In the report on Covid-19 deaths and air pollution, what share of Covid-19 deaths in Ireland is linked to fossil fuel related emissions?

------ Excerpt

Study finds 8 per cent of Covid-19 deaths in Ireland linked to air pollution

Researchers from the University of Mainz have produced a detailed report estimating the proportion of deaths from the coronavirus that could be attributed to the exacerbating effects of air pollution for every country in the world. Published in Cardiovascular Research on Monday the 26th of October, the report entitled ‘Regional and global contributions of air pollution to risk of death from COVID-19‘ found that air pollution is a critical co-factor increasing the risk of mortality from Covid-19.

Specifically for Ireland, the findings estimate that 8 per cent of Covid-19 deaths are linked to air pollution, 6 per cent of which are related to fossil fuel related emissions. This suggests at least 150 Covid-19 deaths in Ireland are attributable to exposure to air pollution. This latest report highlights further the link between air pollution and more severe Covid-19 symptoms and higher mortality figures.

------------
------ Source data

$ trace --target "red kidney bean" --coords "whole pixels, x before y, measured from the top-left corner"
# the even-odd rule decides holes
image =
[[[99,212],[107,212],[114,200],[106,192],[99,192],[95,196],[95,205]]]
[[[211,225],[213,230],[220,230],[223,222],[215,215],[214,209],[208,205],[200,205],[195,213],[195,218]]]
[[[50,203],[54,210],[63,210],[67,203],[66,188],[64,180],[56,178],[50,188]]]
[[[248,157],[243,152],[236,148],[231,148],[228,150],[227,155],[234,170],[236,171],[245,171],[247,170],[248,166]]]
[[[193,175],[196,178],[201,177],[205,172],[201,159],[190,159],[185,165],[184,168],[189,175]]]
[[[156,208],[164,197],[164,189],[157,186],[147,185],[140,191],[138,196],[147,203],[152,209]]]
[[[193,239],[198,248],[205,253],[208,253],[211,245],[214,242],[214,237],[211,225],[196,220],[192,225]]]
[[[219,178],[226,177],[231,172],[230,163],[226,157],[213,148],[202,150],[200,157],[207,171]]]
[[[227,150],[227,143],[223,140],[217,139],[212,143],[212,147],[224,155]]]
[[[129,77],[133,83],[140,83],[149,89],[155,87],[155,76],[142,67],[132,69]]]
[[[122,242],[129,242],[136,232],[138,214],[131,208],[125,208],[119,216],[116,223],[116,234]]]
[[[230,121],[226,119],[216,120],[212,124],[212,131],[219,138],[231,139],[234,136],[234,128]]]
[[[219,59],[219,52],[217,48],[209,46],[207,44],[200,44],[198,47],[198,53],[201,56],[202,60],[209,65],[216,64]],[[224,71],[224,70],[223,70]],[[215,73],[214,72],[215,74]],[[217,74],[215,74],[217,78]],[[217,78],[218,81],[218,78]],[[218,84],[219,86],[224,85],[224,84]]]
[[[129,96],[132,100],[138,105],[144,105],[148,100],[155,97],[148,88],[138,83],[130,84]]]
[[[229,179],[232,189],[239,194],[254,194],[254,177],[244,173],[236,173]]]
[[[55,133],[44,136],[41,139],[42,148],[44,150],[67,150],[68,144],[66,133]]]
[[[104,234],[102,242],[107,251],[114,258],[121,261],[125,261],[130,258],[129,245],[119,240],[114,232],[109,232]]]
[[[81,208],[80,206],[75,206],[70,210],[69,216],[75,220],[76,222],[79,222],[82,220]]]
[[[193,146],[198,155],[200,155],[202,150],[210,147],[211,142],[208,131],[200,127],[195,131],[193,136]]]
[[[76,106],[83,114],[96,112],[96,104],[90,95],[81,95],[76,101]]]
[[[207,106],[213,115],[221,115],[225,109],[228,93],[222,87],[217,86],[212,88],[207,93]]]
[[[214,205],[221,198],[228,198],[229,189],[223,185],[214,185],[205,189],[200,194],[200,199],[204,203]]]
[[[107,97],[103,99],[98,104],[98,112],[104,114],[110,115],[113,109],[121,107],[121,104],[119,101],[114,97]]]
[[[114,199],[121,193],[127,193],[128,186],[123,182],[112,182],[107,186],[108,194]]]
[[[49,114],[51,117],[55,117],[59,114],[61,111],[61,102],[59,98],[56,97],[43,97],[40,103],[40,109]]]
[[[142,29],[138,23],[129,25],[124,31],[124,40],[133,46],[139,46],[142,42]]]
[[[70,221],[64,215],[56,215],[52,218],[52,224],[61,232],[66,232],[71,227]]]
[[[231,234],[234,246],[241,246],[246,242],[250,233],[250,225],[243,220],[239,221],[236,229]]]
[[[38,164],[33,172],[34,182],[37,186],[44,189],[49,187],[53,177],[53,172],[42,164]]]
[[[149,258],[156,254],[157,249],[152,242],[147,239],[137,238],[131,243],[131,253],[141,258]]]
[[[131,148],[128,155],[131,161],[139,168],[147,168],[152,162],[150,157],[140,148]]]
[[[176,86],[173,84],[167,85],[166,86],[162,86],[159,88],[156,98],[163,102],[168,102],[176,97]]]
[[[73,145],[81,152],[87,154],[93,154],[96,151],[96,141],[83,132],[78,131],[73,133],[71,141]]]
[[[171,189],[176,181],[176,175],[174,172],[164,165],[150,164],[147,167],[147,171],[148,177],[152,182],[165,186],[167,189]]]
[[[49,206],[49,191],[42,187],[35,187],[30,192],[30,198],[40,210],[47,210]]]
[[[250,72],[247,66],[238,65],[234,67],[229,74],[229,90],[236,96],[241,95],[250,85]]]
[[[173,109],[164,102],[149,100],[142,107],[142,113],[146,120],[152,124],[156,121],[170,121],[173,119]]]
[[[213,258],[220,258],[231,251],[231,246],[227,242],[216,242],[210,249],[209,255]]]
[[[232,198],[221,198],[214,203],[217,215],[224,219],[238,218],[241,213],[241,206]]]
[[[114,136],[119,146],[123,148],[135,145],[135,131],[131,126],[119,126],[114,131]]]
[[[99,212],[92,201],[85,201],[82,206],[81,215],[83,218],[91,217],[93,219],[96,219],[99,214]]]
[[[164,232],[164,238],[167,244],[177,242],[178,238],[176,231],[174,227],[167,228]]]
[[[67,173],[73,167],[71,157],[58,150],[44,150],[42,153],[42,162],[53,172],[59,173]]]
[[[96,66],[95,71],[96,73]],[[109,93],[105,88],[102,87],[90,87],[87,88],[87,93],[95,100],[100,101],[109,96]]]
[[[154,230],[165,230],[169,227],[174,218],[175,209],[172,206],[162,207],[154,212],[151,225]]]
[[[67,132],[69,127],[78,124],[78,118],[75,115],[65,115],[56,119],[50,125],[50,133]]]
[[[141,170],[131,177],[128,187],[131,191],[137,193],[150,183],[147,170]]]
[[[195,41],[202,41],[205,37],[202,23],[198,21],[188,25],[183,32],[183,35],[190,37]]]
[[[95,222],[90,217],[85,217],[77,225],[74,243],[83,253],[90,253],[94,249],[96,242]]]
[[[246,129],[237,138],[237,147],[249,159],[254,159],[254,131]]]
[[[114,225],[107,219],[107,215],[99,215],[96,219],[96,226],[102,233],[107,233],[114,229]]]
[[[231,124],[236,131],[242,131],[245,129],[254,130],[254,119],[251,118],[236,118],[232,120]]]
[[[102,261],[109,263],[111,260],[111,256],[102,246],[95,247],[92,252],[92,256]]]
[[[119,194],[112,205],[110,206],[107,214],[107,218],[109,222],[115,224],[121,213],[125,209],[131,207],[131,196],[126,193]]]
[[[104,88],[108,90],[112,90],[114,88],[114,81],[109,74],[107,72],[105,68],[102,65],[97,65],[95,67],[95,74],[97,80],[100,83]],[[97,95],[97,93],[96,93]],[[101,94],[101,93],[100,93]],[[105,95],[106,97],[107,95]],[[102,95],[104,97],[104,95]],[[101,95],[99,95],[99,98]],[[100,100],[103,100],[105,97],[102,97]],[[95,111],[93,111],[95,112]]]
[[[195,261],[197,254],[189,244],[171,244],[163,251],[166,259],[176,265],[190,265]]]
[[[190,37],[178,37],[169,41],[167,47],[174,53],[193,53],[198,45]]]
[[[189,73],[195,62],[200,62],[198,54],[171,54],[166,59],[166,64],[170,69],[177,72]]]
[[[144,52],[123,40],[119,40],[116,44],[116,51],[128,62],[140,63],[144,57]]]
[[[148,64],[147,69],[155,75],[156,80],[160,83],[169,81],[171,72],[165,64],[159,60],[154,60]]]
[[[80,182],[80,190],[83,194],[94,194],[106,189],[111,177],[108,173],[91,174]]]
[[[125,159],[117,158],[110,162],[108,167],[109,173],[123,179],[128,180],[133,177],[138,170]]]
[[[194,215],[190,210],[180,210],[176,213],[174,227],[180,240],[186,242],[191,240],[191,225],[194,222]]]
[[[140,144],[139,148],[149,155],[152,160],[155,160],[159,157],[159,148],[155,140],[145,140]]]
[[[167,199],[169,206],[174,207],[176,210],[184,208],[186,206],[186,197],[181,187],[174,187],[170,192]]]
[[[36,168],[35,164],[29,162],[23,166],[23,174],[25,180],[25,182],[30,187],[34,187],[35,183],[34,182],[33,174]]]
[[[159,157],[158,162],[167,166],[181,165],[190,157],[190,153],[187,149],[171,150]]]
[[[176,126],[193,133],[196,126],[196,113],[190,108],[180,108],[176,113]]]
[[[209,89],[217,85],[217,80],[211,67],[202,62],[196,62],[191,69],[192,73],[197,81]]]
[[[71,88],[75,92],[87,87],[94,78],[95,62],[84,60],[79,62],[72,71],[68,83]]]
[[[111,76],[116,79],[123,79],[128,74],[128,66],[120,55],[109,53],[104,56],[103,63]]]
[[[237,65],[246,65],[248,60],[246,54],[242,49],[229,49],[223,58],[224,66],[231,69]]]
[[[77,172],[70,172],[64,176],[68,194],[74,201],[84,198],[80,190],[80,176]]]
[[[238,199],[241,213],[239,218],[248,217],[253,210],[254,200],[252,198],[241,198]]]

------------

■ **Task answer**: 6 per cent